SOURCE:
— Begin —
I have spent a lot of time in the heart of pigweed country over the past few weeks. My most recent visit was to west Tennessee and the observations fit well into my comments on soil residual herbicides.
The person I met with farms a considerable acreage and also works at a retail outlet. He had taken the pigweed resistance issue to heart last winter and decided to change his program for this year. He used Ignite with a residual mix of Prefix and Sencor (another forgotten herbicide with some pretty good pigweed activity) on his Roundup Ready, LibertyLink and conventional soybeans at planting.
He also sold his retail clients on using a soil residual herbicide in their programs. Some were reluctant at first to spend the upfront money, but most did.
Boy, are they glad they did! Almost without exception all of the fields where a residual was used were clean, while I photographed hoe crews in some that did not. In fact the Ignite, Prefix and Sencor treatment worked so well for the guy I am picking on this week that the only postemergence herbicides required in any of his soybeans were for touchup work. He never had to spray any of his Roundup Ready soybeans with glyphosate.
Because residual herbicides require moisture, you can expect them to be erratic from year to year. This year we have seen them at their best. However, this year has also shown why we have to have them for pigweed control.
If you are going to attempt to plant conventional soybeans where you have pigweed problems, you must make a residual program work, because postemergence options are limited. To make a residual program work in conventional soybeans, I believe, will take multiple residual applications.
In conservation tillage programs, I like starting with a residual applied in a burn-down application a couple of weeks prior to planting. If pigweeds have emerged, consider switching the burn-down treatment from glyphosate to Ignite.
— End —
Stored items from a collection
— Begin —
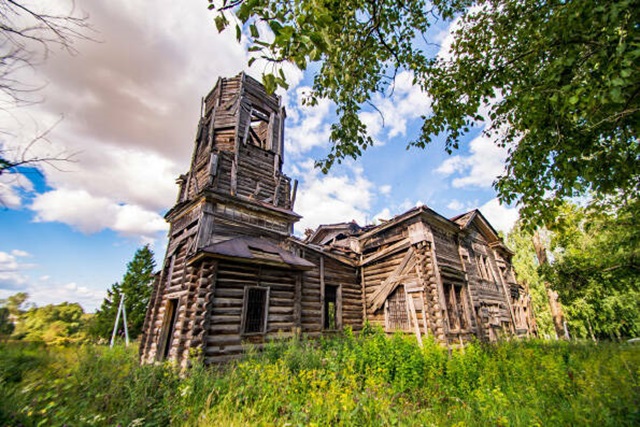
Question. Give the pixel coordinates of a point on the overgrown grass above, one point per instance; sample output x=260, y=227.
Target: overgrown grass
x=365, y=380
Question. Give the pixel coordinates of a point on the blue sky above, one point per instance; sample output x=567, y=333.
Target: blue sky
x=125, y=109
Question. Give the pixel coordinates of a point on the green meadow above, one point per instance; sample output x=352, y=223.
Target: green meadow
x=368, y=379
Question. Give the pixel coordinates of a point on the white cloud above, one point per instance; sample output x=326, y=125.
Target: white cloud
x=501, y=217
x=12, y=185
x=130, y=103
x=385, y=189
x=384, y=214
x=91, y=214
x=11, y=270
x=307, y=126
x=340, y=196
x=43, y=292
x=480, y=168
x=406, y=103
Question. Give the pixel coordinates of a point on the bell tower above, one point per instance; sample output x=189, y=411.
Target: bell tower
x=235, y=185
x=233, y=218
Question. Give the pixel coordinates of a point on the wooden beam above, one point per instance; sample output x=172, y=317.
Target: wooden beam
x=397, y=247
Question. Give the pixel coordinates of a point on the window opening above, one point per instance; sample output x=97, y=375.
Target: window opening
x=397, y=314
x=455, y=297
x=331, y=307
x=255, y=310
x=170, y=316
x=259, y=129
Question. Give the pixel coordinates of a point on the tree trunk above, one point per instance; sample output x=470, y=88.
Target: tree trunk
x=554, y=303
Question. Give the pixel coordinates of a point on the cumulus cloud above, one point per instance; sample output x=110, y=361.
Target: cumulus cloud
x=130, y=103
x=12, y=268
x=407, y=102
x=91, y=214
x=480, y=168
x=307, y=126
x=501, y=217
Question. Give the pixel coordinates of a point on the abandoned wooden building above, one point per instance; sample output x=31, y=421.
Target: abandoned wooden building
x=235, y=274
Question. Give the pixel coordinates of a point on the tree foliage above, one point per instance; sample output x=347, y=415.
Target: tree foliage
x=557, y=81
x=136, y=285
x=525, y=263
x=10, y=310
x=596, y=270
x=53, y=324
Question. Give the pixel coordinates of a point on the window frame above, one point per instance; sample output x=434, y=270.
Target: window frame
x=387, y=311
x=245, y=310
x=337, y=308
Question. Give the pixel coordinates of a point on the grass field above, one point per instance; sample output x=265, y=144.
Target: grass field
x=368, y=379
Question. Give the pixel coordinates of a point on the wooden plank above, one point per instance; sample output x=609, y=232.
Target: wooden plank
x=383, y=291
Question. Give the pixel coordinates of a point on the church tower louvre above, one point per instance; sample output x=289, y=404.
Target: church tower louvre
x=234, y=203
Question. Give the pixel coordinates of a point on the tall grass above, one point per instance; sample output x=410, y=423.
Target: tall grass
x=350, y=380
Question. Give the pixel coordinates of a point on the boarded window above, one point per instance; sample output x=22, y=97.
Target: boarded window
x=331, y=307
x=397, y=316
x=255, y=310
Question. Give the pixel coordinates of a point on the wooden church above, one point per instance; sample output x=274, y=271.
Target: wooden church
x=234, y=273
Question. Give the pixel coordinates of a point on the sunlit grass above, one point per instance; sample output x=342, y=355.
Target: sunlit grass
x=350, y=380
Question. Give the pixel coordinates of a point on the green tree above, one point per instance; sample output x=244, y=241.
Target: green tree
x=136, y=285
x=558, y=81
x=525, y=264
x=53, y=324
x=596, y=270
x=10, y=311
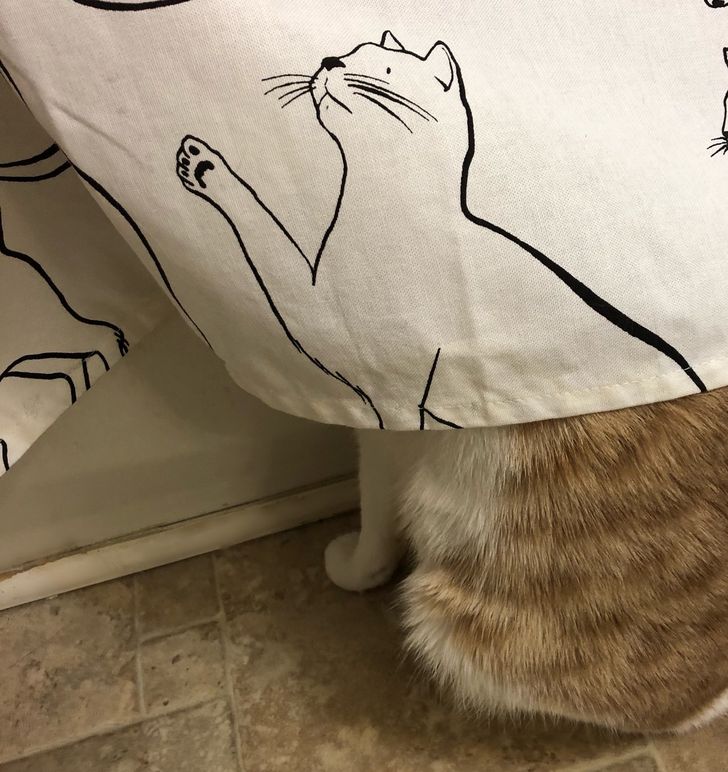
— End —
PROBLEMS TO WORK ON:
1. Collect every line of the entries that contains the string "cloud", and copy each one in full.
2. Write what comes next in the article on residual herbicides for pigweed control, picking up right after its final sentence.

RESULTS OF THE EXERCISE:
1.
Question. Give the pixel coordinates of a point on the white cloud above, one point per instance; sample output x=326, y=125.
Target: white cloud
Question. Give the pixel coordinates of a point on the cumulus cloud above, one point per instance; sample output x=110, y=361.
Target: cumulus cloud

2.
The Valor-containing residual treatments do not have much grass activity, so you may want to factor that into your pre-emergence treatment.
At planting, Dual (or a generic), Sencor, Prefix, Authority MTZ, or a mixture of some of these are among the options you have.
In a conventional program, Flexstar and Ultra Blazer are the only viable postemergence options you have, and Flexstar has the best activity. My advice would be to plan that you will need two applications. If so, you will need to use something other than Prefix pre-emergence to keep from exceeding the yearly amount of fomesafen you can use.
Some who plant using a conventional seedbed are considering trying some incorporated treatments. In some situations there can be a place for Dual incorporated, for example, or perhaps just going back and trying something like Treflan. Based on previous experiences, my guess is the results will be mixed.
Another place to get a residual into a program is to tank-mix Dual with the first postemergence application. It is labeled up to the third trifoliate stage of soybean growth. This treatment can sometimes provide a little boost the residual activity a little later into the season.
There are a lot of ways you use residual herbicide combinations in a program. I have tried to illustrate some examples. Perhaps I have beat the topic to death, but I have attempted to show them at their best both in university research programs this year and also in the field. However, you likely have seen them at their very best this year.
I also want to prepare you for the fact that sometimes they are not going to work. They were not the total answer to pigweed control before Roundup Ready and they will not be now. While it may sound contradictory, I believe you have to use residual herbicides in a pigweed control program, but you have to also assume they are not going to work. I will start here next time.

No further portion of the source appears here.